## Problem requirements
Repeat the listing exactly as given, omitting every image.

## Entries shown
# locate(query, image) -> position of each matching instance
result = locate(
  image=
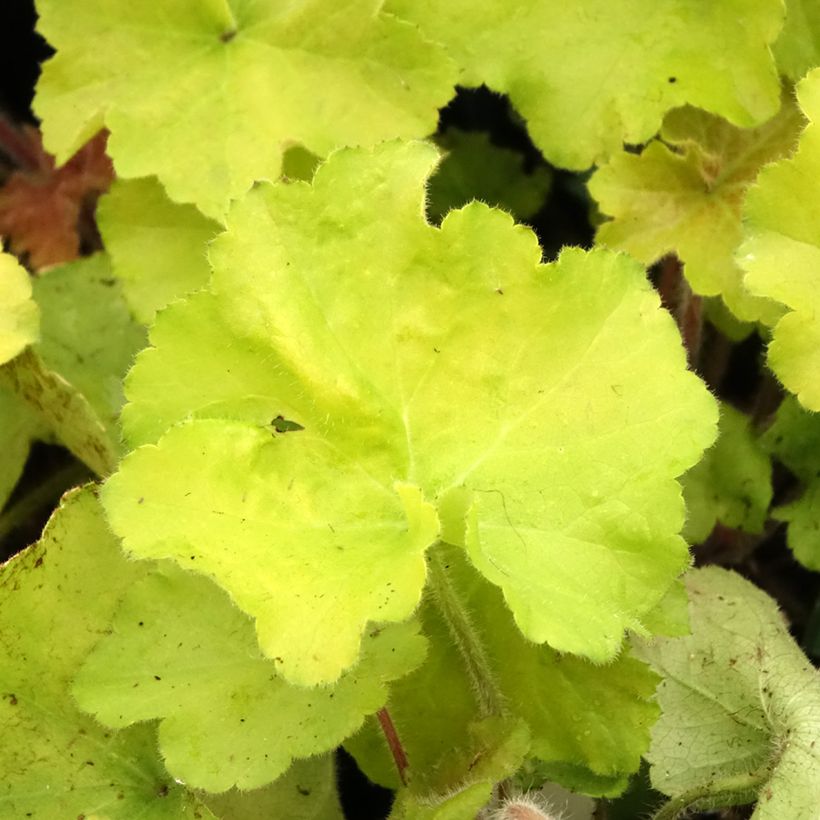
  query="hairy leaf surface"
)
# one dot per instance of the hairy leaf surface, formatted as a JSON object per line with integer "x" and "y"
{"x": 19, "y": 316}
{"x": 639, "y": 59}
{"x": 781, "y": 253}
{"x": 684, "y": 193}
{"x": 794, "y": 439}
{"x": 207, "y": 95}
{"x": 182, "y": 652}
{"x": 58, "y": 599}
{"x": 587, "y": 723}
{"x": 740, "y": 704}
{"x": 731, "y": 484}
{"x": 157, "y": 247}
{"x": 540, "y": 399}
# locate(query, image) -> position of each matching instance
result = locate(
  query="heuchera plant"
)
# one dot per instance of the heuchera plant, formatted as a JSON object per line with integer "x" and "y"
{"x": 367, "y": 469}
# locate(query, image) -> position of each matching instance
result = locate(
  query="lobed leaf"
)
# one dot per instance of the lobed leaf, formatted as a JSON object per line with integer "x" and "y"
{"x": 639, "y": 59}
{"x": 740, "y": 705}
{"x": 781, "y": 253}
{"x": 533, "y": 403}
{"x": 732, "y": 483}
{"x": 157, "y": 247}
{"x": 683, "y": 194}
{"x": 19, "y": 316}
{"x": 58, "y": 598}
{"x": 182, "y": 652}
{"x": 208, "y": 95}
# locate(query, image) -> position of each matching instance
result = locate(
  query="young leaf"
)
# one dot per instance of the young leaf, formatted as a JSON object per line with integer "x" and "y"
{"x": 798, "y": 47}
{"x": 740, "y": 706}
{"x": 557, "y": 437}
{"x": 794, "y": 439}
{"x": 307, "y": 791}
{"x": 58, "y": 598}
{"x": 171, "y": 627}
{"x": 582, "y": 103}
{"x": 732, "y": 483}
{"x": 19, "y": 316}
{"x": 588, "y": 725}
{"x": 157, "y": 247}
{"x": 207, "y": 96}
{"x": 684, "y": 193}
{"x": 781, "y": 253}
{"x": 42, "y": 206}
{"x": 474, "y": 168}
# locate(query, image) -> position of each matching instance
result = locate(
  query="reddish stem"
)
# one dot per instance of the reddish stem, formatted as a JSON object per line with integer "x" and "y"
{"x": 393, "y": 742}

## Completed exercise
# locate(query, image) -> position of each matching instance
result = locate(
  image=
  query="hairy leaf surface"
)
# one dot per instance of the hairy leaf surface, formatted as a JSON object per line with integer "x" and "y"
{"x": 19, "y": 316}
{"x": 639, "y": 59}
{"x": 781, "y": 253}
{"x": 684, "y": 193}
{"x": 794, "y": 439}
{"x": 207, "y": 95}
{"x": 182, "y": 652}
{"x": 58, "y": 599}
{"x": 587, "y": 723}
{"x": 740, "y": 704}
{"x": 731, "y": 484}
{"x": 157, "y": 247}
{"x": 540, "y": 399}
# locate(query, image) -> position of each matching instance
result = locate(
  query="heuchera plant"
)
# one dot per instance of the heuchera plant, formatted as a JSON object per line with integer "x" and "y"
{"x": 367, "y": 469}
# locate(query, image) -> position of each matching instance
result = locate(
  query="lobed leaf"
)
# one dot per instance of the lobed leaf, formatted as a JSON object per line with integer "x" and "y"
{"x": 639, "y": 59}
{"x": 740, "y": 705}
{"x": 781, "y": 253}
{"x": 533, "y": 403}
{"x": 732, "y": 483}
{"x": 157, "y": 247}
{"x": 683, "y": 194}
{"x": 19, "y": 316}
{"x": 58, "y": 598}
{"x": 182, "y": 652}
{"x": 208, "y": 95}
# locate(query, image) -> position of each matching instance
result = locate(
  query="young leaf"
)
# one dot per instance of the young leaf, formatted as a JSON object per line with integer "x" and "y"
{"x": 798, "y": 47}
{"x": 740, "y": 706}
{"x": 557, "y": 437}
{"x": 794, "y": 439}
{"x": 307, "y": 791}
{"x": 58, "y": 598}
{"x": 171, "y": 627}
{"x": 582, "y": 103}
{"x": 732, "y": 483}
{"x": 19, "y": 316}
{"x": 588, "y": 725}
{"x": 157, "y": 247}
{"x": 207, "y": 96}
{"x": 684, "y": 193}
{"x": 781, "y": 253}
{"x": 42, "y": 206}
{"x": 474, "y": 168}
# locate(query, image) -> position of each matching instance
result = locate(
  query="reddish stem"
)
# one dot per instance of the reddish stem, formatted as a JSON object per line with integer "x" and "y"
{"x": 393, "y": 742}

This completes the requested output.